▼
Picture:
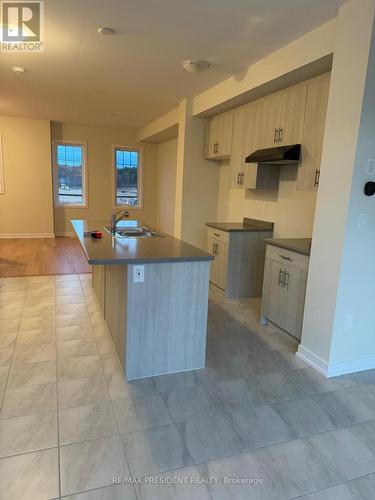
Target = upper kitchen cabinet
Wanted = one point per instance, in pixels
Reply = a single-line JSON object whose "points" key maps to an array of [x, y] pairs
{"points": [[271, 121], [282, 117], [219, 136], [313, 134], [245, 139]]}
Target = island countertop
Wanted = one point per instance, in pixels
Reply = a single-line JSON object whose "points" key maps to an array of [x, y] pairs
{"points": [[111, 250], [247, 225], [299, 245]]}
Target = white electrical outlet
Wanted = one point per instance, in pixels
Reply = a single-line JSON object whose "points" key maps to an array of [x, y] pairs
{"points": [[349, 321], [138, 274], [370, 168], [362, 221]]}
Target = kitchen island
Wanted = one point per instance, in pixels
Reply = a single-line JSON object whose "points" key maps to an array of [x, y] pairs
{"points": [[154, 296]]}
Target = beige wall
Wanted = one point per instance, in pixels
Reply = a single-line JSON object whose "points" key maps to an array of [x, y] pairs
{"points": [[167, 165], [197, 180], [290, 210], [341, 272], [26, 208], [100, 175]]}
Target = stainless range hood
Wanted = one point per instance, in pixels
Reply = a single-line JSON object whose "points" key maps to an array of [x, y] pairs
{"points": [[280, 155]]}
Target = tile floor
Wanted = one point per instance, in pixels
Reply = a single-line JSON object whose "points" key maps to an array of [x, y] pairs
{"points": [[256, 423]]}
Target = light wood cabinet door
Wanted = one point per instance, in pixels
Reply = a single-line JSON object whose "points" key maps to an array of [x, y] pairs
{"points": [[292, 116], [271, 121], [272, 296], [245, 140], [219, 136], [211, 249], [224, 134], [219, 266], [238, 166], [313, 134], [293, 292]]}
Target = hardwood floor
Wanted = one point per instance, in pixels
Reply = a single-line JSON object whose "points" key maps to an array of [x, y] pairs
{"points": [[42, 256]]}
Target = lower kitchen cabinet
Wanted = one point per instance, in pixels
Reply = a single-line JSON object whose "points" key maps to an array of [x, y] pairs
{"points": [[238, 262], [284, 289]]}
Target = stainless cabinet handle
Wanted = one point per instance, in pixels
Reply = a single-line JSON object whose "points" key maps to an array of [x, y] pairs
{"points": [[286, 279], [275, 136], [317, 177], [286, 258]]}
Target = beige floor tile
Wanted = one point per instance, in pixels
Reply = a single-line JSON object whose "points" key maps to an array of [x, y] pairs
{"points": [[105, 346], [37, 322], [28, 433], [28, 400], [72, 320], [32, 374], [6, 356], [74, 369], [7, 340], [38, 311], [36, 337], [13, 311], [74, 333], [29, 477], [31, 353], [82, 392], [76, 348], [87, 422], [92, 464], [9, 325], [40, 301], [62, 309], [76, 298]]}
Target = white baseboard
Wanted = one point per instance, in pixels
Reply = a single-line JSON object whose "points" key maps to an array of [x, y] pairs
{"points": [[69, 234], [334, 369], [311, 359], [27, 235]]}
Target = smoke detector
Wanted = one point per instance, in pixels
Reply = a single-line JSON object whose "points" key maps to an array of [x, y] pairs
{"points": [[106, 31], [195, 65]]}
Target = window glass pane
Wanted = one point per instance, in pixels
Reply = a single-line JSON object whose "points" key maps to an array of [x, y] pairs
{"points": [[127, 192], [69, 173]]}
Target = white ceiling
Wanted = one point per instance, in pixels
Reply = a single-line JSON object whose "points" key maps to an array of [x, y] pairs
{"points": [[83, 77]]}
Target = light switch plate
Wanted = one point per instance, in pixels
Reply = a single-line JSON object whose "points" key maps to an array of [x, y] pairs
{"points": [[138, 274], [362, 221], [370, 168]]}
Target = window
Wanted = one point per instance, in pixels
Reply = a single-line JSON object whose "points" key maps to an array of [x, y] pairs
{"points": [[128, 176], [70, 174]]}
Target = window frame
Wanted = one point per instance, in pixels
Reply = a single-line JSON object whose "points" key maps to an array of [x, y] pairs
{"points": [[85, 199], [140, 151]]}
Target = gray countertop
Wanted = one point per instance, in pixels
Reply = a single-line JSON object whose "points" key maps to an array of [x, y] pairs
{"points": [[246, 225], [299, 245], [110, 250]]}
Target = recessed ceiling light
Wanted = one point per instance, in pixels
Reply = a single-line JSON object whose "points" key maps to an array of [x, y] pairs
{"points": [[195, 65], [18, 69], [106, 31]]}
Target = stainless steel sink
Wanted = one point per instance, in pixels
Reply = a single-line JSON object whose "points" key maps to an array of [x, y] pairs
{"points": [[134, 232]]}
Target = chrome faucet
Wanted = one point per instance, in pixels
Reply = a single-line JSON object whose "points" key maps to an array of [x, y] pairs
{"points": [[116, 217]]}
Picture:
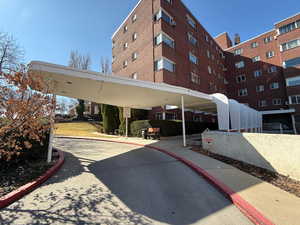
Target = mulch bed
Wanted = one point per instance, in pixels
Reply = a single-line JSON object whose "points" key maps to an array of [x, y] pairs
{"points": [[283, 182], [23, 173]]}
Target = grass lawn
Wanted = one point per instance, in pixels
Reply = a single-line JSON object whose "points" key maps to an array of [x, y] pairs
{"points": [[85, 129]]}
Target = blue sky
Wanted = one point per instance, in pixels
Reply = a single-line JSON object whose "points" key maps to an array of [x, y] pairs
{"points": [[49, 29]]}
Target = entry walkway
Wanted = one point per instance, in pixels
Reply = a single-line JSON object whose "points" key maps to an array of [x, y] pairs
{"points": [[277, 205]]}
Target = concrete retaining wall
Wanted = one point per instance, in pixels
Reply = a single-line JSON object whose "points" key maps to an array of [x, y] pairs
{"points": [[276, 152]]}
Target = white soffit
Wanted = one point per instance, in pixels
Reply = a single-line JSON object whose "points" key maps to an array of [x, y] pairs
{"points": [[119, 91]]}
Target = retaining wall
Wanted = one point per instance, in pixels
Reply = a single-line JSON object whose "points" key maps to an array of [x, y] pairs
{"points": [[276, 152]]}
▲
◆ **INSTRUCTIONS TO FOLLOW**
For this exercise, write the listing out again exactly, excluding all images.

◆ **RESULT**
Picture:
Target = upper kitchen cabinet
Wanted = one point per instance, in pixels
Reply = a single-line JSON object whose "points" key maps to an array of [x, y] pairs
{"points": [[271, 121], [282, 117], [219, 136], [313, 134], [245, 139]]}
Target = island countertop
Wanted = one point per instance, in pixels
Reply = a single-line JSON object whose "points" key maps to an array of [x, y] pairs
{"points": [[111, 250], [247, 225], [299, 245]]}
Target = white electrical outlet
Wanted = one point per instance, in pixels
Reply = a single-line JSON object whose "points" key maps to an array of [x, y] pairs
{"points": [[349, 321], [138, 274], [370, 168], [362, 221]]}
Target = kitchen island
Wanted = one point per instance, in pixels
Reply = a single-line JSON object whose "points" key maps to an array of [x, y] pairs
{"points": [[154, 296]]}
Target = beige wall
Wanted = one point per instance, in pixels
Reply = a single-line JSON object whose "points" key maps to an array of [x, y] pairs
{"points": [[167, 165], [197, 180], [290, 210], [341, 272], [26, 208], [100, 175]]}
Target = stainless range hood
Wanted = one point per instance, in pixels
Reply = a single-line JSON object whose "points" key maps to an array of [x, y] pairs
{"points": [[280, 155]]}
Target = tile floor
Wanted = one point per instance, in pixels
Reply = a single-line JSON object whose "points" key maps to an array of [x, y] pairs
{"points": [[256, 423]]}
Target = light wood cabinet door
Wanted = one point per instance, in pixels
Reply = a single-line JSON object whose "points" key maps to an array of [x, y] pairs
{"points": [[292, 116], [271, 121], [272, 296], [245, 140], [219, 136], [211, 249], [224, 134], [219, 266], [238, 166], [313, 134], [293, 292]]}
Target = hardwood floor
Wanted = one point per instance, in pixels
Reply = a single-line JSON object whose "points" key maps to an array of [x, y] pairs
{"points": [[42, 256]]}
Target = lower kitchen cabinet
Wanted = one point per instance, in pixels
Reply = a single-line JSON object whose "points" key maps to an array of [x, y] pairs
{"points": [[238, 262], [284, 289]]}
Target = stainless cabinet handle
Wanted = one point per instance, in pixels
Reply = a single-line JSON object whose "points" key maps to an array of [x, y] pairs
{"points": [[286, 279], [275, 136], [317, 177], [286, 258]]}
Target = beige floor tile
Wanted = one point per instance, in pixels
Reply = a single-line JSON object whose "points" key maps to an array of [x, y] pairs
{"points": [[105, 346], [37, 322], [28, 433], [28, 400], [72, 320], [32, 374], [6, 356], [74, 369], [7, 340], [38, 311], [36, 337], [13, 311], [74, 333], [29, 477], [31, 353], [82, 392], [76, 348], [87, 422], [92, 464], [9, 325], [40, 301], [62, 309], [76, 298]]}
Target = white baseboard
Wanted = one point per instance, in pixels
Reply = a single-line JSON object whose "points" key maps to an array of [x, y] pairs
{"points": [[69, 234], [334, 369], [311, 359], [27, 235]]}
Target = smoke detector
Wanted = one point per instance, in pixels
Reply = a single-line JSON object whose "points" key maps to an array of [x, y] pairs
{"points": [[106, 31], [195, 65]]}
Target = window glass pane
Wanted = one point per instance, in pixels
Reply = a single-line JSON object whose "points" key maps to an array of [x, y] pairs
{"points": [[127, 192], [69, 173]]}
Target = white ceiling
Wanted = one point per instance, in pixels
Reply = a single-line JSON object whose "points" key maps to an array of [x, y] pairs
{"points": [[83, 77]]}
Target = light switch plate
Wanted = one point per instance, in pixels
Reply = a single-line JSON object whose "points" key maps to an array of [x, y] pairs
{"points": [[138, 274], [362, 221], [370, 168]]}
Target = window
Wanted = one point per instance, in pixels
Reply = a single-line JSON object whose "points" key maps to an array of [x, y] pairs
{"points": [[128, 176], [70, 174]]}
Target = window frame
Wanted = one point per instance, in pixels
Reply = a single-line JSON object whose "points" key maps to an array of [x, y] pairs
{"points": [[85, 199], [140, 151]]}
Target = gray countertop
Wanted = one point per instance, in pixels
Reply = a single-line JSON object whose "points" key maps to an array of [x, y] pairs
{"points": [[246, 225], [299, 245], [110, 250]]}
Target = recessed ceiling light
Wanted = one point per instance, in pixels
Reply = a single-line JSON object whose "points" key maps to an array of [x, y] pairs
{"points": [[195, 65], [18, 69], [106, 31]]}
Target = stainless steel sink
Wanted = one point per instance, in pixels
Reply = a single-line JSON object whose "points" key maps to an array of [x, y] pairs
{"points": [[134, 232]]}
Target = chrome faucet
Wanted = one point per instance, in pixels
Reply = a single-line JSON object whose "points" key maps to an array of [x, y] pairs
{"points": [[116, 217]]}
Picture:
Target = mulch bed
Wanted = one point per instance, in pixels
Reply = a single-line JSON object whose "points" key maps to an array of [x, y] pairs
{"points": [[283, 182], [23, 173]]}
Target = grass lawn
Wanted = one point per instance, in pixels
Reply = a single-line JSON object whose "points" key maps to an array of [x, y] pairs
{"points": [[85, 129]]}
Target = blue sky
Wanted = one point per instance, in pixels
Reply = a single-line JSON object whose "points" key maps to an array of [x, y] pairs
{"points": [[49, 29]]}
Target = entry walkway
Wanted = one point per instance, in pixels
Reply = a single-line JSON object whose "points" key maps to an array of [x, y] pairs
{"points": [[277, 205]]}
Target = concrete retaining wall
Wanted = one point per instance, in pixels
Reply = a single-line JSON object whose "points" key maps to an array of [x, y] pairs
{"points": [[276, 152]]}
Target = white soffit
Wanted = one point per instance, in pixels
Reply = a single-line JSON object whose "points" key maps to an array of [x, y] pairs
{"points": [[119, 91]]}
Target = retaining wall
Wanted = one point per instance, in pixels
Reply = a single-line JSON object whose "points" key maps to an array of [x, y] pairs
{"points": [[276, 152]]}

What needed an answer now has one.